## Data shown
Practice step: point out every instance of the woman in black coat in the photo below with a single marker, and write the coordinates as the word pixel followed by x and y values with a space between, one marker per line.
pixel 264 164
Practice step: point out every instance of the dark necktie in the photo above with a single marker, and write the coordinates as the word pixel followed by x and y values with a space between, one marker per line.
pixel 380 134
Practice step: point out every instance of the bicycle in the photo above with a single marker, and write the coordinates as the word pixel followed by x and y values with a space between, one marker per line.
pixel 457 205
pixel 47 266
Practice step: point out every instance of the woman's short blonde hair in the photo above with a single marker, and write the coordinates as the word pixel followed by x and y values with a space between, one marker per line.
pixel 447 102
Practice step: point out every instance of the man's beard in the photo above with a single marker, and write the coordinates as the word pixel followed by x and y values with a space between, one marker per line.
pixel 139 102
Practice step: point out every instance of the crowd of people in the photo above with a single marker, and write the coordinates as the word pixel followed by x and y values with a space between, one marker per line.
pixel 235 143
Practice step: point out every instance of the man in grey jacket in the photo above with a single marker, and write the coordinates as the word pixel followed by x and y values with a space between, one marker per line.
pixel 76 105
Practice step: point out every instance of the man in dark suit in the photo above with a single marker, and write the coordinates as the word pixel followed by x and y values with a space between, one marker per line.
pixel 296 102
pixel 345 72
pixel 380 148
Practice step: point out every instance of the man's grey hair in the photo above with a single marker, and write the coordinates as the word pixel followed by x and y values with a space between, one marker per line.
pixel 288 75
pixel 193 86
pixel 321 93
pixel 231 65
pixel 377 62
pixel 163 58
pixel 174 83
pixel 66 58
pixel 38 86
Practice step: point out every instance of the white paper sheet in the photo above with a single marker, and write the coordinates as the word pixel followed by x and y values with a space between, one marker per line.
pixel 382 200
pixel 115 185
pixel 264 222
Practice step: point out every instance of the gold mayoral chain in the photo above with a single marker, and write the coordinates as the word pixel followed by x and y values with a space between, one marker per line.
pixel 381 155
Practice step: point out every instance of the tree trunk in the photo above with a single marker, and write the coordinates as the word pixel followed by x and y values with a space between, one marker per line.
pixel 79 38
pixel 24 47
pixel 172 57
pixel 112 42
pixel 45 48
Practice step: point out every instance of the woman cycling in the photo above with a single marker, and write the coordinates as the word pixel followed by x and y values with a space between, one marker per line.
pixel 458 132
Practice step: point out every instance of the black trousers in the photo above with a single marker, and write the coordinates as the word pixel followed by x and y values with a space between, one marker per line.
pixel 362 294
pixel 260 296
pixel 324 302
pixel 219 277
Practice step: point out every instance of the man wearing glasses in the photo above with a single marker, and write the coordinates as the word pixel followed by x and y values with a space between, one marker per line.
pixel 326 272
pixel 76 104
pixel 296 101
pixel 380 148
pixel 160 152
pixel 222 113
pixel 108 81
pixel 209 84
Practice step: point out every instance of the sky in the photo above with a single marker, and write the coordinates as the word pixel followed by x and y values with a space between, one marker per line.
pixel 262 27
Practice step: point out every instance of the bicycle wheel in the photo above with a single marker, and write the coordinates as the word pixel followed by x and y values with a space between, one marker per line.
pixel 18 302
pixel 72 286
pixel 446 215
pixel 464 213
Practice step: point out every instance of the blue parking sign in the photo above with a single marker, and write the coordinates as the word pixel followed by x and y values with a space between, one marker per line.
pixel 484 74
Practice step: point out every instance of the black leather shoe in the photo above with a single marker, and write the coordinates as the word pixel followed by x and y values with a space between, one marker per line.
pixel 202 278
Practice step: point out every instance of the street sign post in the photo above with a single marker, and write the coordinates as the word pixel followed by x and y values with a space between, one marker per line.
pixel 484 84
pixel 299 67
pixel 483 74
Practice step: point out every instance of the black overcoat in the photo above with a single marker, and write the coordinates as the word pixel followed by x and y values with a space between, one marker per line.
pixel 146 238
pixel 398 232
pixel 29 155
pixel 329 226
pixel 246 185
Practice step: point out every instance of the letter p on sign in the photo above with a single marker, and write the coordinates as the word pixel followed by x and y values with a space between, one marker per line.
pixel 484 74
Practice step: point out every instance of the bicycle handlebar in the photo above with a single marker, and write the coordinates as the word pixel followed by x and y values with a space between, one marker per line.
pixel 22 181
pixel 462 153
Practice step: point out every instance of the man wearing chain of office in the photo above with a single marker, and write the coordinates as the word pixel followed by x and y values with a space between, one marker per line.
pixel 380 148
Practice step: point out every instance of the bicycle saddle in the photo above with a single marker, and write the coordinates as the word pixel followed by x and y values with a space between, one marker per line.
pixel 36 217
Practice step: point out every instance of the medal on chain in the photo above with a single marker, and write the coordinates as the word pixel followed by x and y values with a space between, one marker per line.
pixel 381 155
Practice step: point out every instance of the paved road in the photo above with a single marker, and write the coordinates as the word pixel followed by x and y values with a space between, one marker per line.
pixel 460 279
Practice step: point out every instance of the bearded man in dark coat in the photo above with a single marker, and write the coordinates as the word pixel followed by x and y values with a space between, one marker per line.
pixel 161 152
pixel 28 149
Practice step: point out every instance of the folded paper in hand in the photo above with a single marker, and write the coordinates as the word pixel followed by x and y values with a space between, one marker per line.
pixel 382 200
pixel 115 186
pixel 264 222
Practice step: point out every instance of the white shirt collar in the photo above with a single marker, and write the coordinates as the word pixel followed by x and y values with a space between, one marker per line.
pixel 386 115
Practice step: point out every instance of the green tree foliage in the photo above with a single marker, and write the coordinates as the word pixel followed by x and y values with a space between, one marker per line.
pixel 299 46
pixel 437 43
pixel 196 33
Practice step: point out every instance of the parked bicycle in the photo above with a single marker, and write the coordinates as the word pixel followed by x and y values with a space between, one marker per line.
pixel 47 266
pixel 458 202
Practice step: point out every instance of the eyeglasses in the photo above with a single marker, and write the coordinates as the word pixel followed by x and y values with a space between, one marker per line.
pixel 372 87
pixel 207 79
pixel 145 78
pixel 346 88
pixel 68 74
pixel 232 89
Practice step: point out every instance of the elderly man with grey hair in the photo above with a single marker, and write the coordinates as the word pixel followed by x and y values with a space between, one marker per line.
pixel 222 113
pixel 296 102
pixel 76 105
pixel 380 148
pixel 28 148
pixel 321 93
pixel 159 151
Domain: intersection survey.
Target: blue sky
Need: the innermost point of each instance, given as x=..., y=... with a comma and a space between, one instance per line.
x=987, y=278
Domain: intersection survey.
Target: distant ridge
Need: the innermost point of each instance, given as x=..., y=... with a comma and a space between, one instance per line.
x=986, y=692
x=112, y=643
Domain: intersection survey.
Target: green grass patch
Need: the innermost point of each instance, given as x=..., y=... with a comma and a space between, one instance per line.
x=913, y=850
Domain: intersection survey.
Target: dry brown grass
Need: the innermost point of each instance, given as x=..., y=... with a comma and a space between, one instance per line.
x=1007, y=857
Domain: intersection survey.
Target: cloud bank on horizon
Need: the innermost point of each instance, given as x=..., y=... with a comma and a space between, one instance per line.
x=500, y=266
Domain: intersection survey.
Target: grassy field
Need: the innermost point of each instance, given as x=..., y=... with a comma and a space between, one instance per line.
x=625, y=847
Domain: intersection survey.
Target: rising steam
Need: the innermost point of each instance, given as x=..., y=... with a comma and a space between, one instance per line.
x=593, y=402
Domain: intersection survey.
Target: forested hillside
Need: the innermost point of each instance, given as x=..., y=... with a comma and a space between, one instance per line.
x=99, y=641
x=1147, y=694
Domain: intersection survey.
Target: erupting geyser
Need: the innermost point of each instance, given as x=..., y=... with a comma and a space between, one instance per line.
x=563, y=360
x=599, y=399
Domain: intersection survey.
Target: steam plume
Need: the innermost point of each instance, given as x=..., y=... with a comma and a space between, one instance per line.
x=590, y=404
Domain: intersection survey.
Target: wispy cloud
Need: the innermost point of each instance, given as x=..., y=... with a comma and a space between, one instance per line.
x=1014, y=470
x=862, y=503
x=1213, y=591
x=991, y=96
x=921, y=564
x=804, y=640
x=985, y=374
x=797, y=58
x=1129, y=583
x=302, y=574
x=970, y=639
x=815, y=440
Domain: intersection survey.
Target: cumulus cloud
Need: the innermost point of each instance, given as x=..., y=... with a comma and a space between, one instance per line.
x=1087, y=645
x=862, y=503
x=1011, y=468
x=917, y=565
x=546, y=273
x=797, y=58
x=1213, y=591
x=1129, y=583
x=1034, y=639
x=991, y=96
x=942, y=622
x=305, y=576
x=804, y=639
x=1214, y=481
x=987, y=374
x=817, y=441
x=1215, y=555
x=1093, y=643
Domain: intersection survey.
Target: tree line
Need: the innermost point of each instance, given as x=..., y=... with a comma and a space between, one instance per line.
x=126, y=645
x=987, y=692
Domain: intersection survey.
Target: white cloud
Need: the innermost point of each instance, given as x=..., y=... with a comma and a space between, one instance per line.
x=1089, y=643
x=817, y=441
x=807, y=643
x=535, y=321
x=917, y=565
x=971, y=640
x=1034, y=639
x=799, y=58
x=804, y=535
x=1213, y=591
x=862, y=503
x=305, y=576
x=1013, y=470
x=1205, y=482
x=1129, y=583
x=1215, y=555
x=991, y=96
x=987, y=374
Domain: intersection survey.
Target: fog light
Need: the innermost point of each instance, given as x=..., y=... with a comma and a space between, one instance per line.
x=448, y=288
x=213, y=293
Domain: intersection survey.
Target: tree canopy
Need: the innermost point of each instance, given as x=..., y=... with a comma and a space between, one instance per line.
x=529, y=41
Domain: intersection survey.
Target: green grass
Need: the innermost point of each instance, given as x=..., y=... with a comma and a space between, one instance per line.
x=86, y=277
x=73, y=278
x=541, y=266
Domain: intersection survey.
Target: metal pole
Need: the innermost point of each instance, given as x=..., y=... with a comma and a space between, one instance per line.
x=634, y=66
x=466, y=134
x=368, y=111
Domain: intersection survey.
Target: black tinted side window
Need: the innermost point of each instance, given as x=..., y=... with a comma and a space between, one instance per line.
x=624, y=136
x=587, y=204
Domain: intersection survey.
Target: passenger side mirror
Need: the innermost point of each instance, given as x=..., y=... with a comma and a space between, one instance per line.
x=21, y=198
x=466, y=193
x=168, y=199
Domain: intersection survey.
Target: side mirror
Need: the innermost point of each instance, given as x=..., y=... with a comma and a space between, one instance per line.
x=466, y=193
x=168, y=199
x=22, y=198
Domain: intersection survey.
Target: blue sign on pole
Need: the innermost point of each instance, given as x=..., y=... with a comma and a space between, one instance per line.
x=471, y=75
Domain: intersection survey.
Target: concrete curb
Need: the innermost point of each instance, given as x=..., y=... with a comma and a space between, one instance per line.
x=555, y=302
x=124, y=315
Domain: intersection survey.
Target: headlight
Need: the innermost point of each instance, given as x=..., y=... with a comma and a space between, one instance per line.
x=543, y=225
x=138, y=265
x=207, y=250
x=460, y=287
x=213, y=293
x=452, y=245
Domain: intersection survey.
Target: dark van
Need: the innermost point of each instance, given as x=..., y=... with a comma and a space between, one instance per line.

## What is being asked
The answer must be the lines from the one containing "Target: metal pole" through the last line of the records, written out exactly; please include nothing more.

## Answer for the task
Target: metal pole
Need: the innermost point of each instance, given as x=..., y=... with a comma and a space between, one instance per line.
x=634, y=66
x=466, y=134
x=368, y=111
Domain: intersection survey.
Target: black tinted side window
Need: the innermost point of each instance, given as x=..., y=... with a comma and a space between, one instance per line.
x=624, y=136
x=587, y=204
Domain: intersection survey.
Target: passenger side mirror
Need: the innermost point of each instance, given as x=..., y=... with a comma and a space between, one instance per line.
x=21, y=198
x=466, y=193
x=168, y=199
Domain: intersection survey.
Target: side mirror
Need: the innermost point of each instance, given as x=..., y=... with a comma and a space between, one instance per line.
x=466, y=193
x=168, y=199
x=22, y=198
Domain: intersection survey.
Target: blue sign on pole
Need: the innermost point of each instance, given as x=..., y=... with a comma and a space between, one instance per line.
x=471, y=75
Domain: intersection survey.
Target: concrete curb
Need: the innermost point of each instance, given as x=..., y=... with a comma and a space between, one instance per line.
x=555, y=302
x=124, y=315
Domain: intersection survey.
Target: headlight
Need: the innermost point of each instance, given as x=..., y=... with a comma and a space between, one instance per line.
x=543, y=225
x=138, y=265
x=207, y=250
x=460, y=287
x=213, y=293
x=452, y=245
Domain: intersection survey.
Target: dark van
Need: the innermost point of each instance, given as x=..., y=... with a comma and a space between, one instance per line.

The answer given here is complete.